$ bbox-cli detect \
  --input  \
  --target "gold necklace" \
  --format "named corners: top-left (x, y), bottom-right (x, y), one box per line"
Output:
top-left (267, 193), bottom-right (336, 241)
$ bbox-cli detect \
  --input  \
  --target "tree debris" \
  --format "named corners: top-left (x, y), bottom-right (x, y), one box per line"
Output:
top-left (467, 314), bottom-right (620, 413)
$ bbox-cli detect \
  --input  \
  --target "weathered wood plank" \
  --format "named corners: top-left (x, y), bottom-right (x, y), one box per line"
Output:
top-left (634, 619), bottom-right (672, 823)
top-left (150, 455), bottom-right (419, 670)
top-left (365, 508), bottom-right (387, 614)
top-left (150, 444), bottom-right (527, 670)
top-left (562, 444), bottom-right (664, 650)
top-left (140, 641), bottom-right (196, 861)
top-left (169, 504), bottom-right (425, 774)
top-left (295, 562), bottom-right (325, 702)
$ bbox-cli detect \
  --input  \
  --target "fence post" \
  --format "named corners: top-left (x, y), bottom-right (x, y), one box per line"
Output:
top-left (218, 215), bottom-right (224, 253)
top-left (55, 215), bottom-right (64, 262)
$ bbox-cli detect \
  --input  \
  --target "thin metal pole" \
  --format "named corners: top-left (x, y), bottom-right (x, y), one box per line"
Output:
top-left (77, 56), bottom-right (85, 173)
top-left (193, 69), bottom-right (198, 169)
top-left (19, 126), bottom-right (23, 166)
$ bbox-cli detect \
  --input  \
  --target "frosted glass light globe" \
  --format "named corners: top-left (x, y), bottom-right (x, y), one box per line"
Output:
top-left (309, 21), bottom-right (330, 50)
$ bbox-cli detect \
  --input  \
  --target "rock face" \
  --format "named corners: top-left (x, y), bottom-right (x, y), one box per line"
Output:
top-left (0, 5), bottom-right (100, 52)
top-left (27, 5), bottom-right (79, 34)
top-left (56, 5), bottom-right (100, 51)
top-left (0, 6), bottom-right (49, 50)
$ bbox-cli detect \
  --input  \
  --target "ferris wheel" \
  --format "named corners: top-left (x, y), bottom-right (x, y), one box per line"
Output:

******

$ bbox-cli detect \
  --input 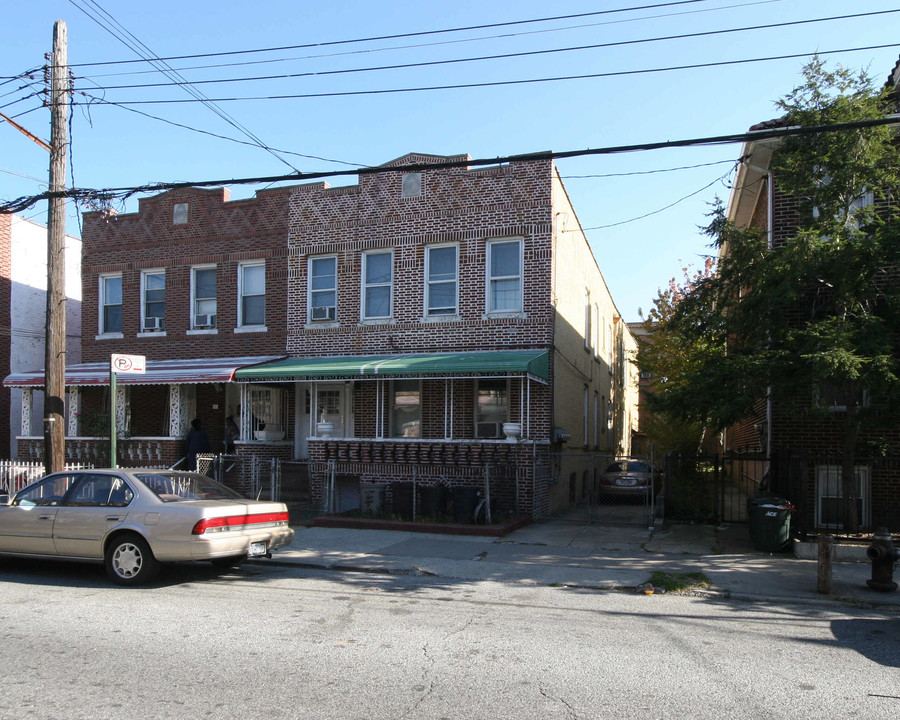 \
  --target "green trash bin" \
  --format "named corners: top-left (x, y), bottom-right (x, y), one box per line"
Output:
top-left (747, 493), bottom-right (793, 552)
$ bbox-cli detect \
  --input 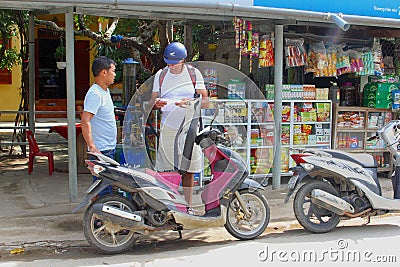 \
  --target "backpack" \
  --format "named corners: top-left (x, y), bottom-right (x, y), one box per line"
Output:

******

**Problem statement:**
Please pick out each line in the records above that contains the string "target". Case counts.

**Full solution:**
  --target "gold necklace" \
  --target "tree debris" \
  --target "weathered wood plank" \
  --target "fence post" \
  --target "thin metal pole" \
  --target "frosted glass light globe" \
  --target "rock face" \
  --target "ferris wheel" \
  --target "green trash bin" \
  --target "backpack" \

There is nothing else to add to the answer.